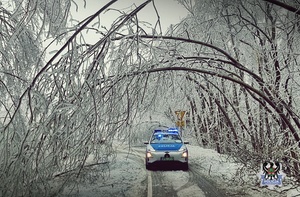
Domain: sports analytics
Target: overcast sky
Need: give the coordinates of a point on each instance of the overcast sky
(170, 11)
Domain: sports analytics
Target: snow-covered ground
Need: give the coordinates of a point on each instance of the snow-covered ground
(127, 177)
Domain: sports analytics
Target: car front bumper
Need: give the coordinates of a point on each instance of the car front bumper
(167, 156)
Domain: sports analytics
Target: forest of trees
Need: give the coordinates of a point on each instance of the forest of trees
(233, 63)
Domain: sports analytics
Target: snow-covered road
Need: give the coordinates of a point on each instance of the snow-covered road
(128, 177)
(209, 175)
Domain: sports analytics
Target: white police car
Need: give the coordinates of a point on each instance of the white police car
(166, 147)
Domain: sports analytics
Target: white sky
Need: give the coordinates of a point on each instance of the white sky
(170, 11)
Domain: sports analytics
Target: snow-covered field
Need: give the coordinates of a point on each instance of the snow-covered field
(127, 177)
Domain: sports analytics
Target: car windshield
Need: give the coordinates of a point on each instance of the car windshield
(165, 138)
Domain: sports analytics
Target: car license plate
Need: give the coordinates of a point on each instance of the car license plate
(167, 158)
# # # #
What to do:
Starting with the opening line of the listing, write out each line exactly until the line that contains "Target: snow-covered ground" has been included; skip the pictures.

Answer to the problem:
Domain: sports analytics
Target: overcast sky
Need: give the coordinates of a point on each instance of the overcast sky
(170, 11)
Domain: sports analytics
Target: snow-covered ground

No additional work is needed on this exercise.